## [Selected excerpt]

5.2.2 The dictionary by linguists
We prepared a Bora pronunciation dictionary, bora_dict.txt
, for the list of words collected by Jose.
Each word in this dictionary is transcribed in IPA, with individual IPA symbols separated by spaces and a tab character separating the word from its transcription.
<oov> oov
{LG} spn
{SL} sil
aabéváa aː p é b âː
aacu aː kʰ u
aamédítyuváa aː m é t í tʲʰ u b âː
aaméne aː m é n e
aaméváa aː m é b âː
aamɨ́nema aː m ɨ́ n e m a
aanévané aː n é b a n é
aanéváa aː n é b âː
aaúváa aː ú b âː
acháháchá a t͡sʲʰ á ʔ á t͡sʲʰ á
adówatu a t ó k͡p a tʰ u
adówááñé a t ó k͡p áː ɲ é
ahdújucóváa a ʔ t ú h u kʰ ó b âː
ajchóta a h t͡sʲʰ ó tʰ a
allúrí a t͡sʲ ú r í
...
Then we can clean up the project repository.
The bora_corpus/
repository contains both the sound files and their corresponding input transcriptions.

Dataset records about object locations:
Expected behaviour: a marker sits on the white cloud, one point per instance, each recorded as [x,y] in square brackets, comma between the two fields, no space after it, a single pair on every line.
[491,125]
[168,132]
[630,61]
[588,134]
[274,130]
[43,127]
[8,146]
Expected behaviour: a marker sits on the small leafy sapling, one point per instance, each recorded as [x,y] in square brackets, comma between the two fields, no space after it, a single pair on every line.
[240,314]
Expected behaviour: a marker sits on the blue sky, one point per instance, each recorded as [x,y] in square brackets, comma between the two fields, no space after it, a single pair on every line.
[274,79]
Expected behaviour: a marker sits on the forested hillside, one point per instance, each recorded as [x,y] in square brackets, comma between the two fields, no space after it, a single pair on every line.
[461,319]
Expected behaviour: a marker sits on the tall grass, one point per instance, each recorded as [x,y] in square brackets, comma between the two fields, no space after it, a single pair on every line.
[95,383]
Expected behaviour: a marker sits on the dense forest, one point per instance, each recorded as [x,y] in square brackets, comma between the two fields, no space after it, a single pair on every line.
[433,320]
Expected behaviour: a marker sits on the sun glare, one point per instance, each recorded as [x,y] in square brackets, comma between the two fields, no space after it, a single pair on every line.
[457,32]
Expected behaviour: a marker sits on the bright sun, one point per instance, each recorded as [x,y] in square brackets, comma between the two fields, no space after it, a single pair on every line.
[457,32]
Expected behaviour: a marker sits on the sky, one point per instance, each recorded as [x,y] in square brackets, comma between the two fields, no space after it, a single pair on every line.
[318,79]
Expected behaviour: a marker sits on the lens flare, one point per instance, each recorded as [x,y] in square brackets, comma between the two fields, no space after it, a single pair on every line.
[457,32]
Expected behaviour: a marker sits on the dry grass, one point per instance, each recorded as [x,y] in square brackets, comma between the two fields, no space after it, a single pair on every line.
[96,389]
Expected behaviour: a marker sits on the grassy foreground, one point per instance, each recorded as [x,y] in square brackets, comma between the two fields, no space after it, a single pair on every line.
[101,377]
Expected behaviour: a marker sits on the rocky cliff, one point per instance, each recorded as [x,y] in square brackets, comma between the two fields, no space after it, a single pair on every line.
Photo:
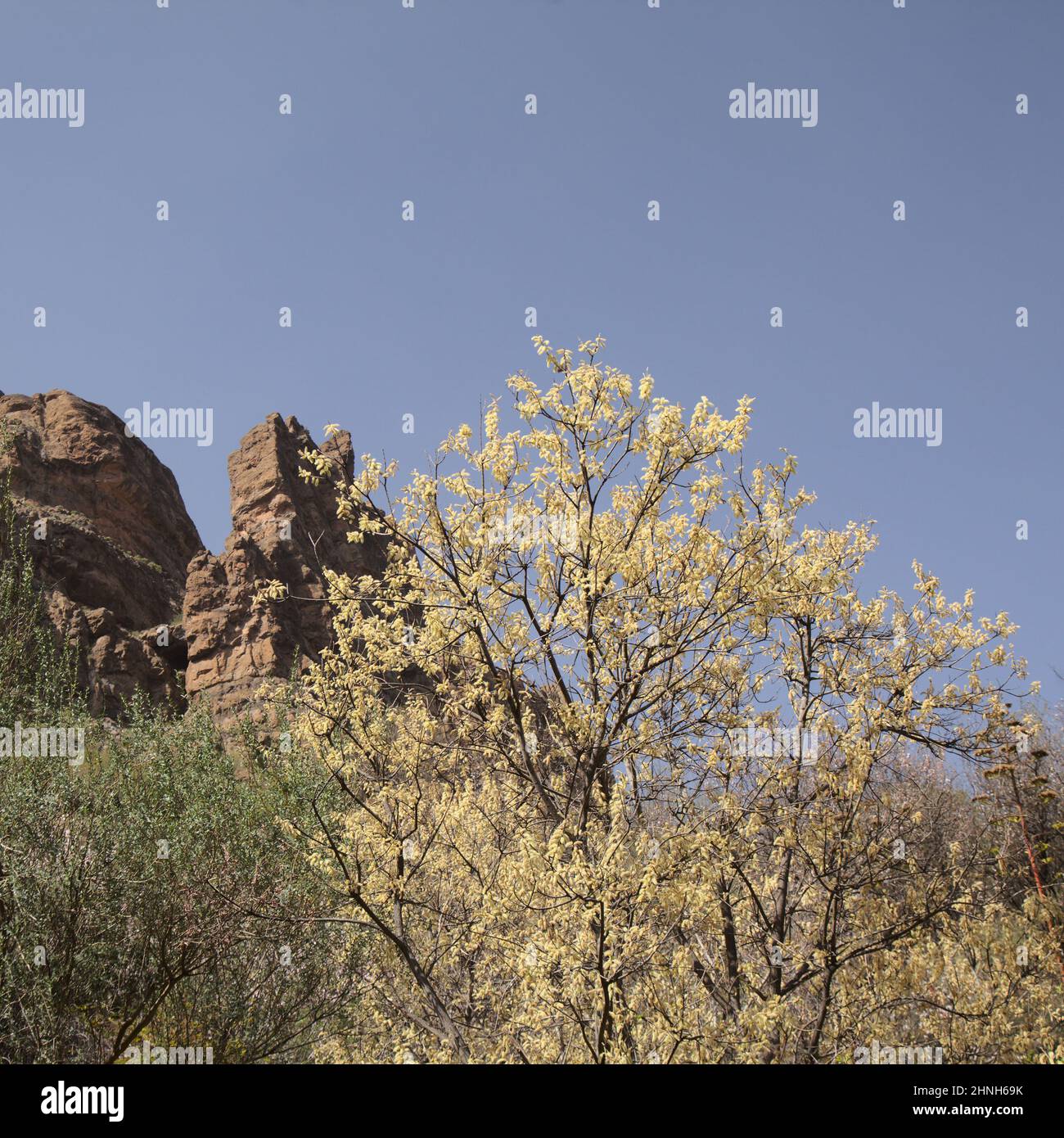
[110,540]
[283,530]
[125,574]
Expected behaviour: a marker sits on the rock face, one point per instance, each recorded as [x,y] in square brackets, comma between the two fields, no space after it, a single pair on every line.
[125,574]
[110,540]
[285,530]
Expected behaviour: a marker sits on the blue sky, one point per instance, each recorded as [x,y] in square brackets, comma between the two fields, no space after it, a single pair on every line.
[550,210]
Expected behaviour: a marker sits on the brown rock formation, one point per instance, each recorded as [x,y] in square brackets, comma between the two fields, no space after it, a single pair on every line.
[114,545]
[283,530]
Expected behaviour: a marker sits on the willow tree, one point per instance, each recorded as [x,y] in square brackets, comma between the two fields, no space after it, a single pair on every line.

## [Stated goal A]
Retype the part of the Bora dictionary excerpt starting at "5.2.2 The dictionary" and ending at "from its transcription.".
## [Stated goal B]
In the Bora dictionary excerpt, what separates each word from its transcription?
## [Stated goal C]
Say whether each statement agrees with the Bora dictionary excerpt, answering yes or no and quoting the deciding words: (i) Each word in the dictionary is transcribed in IPA. (ii) Individual IPA symbols are separated by commas. (iii) The bora_corpus/ repository holds only the sound files.
The data is separate material, not part of the Bora dictionary excerpt.

## [Written reply A]
5.2.2 The dictionary by linguists
We prepared a Bora pronunciation dictionary, bora_dict.txt
, for the list of words collected by Jose.
Each word in this dictionary is transcribed in IPA, with individual IPA symbols separated by spaces and a tab character separating the word from its transcription.

## [Written reply B]
A tab character.

## [Written reply C]
(i) Yes: "Each word in this dictionary is transcribed in IPA"
(ii) No: "with individual IPA symbols separated by spaces"
(iii) No: "repository contains both the sound files and their corresponding input transcriptions"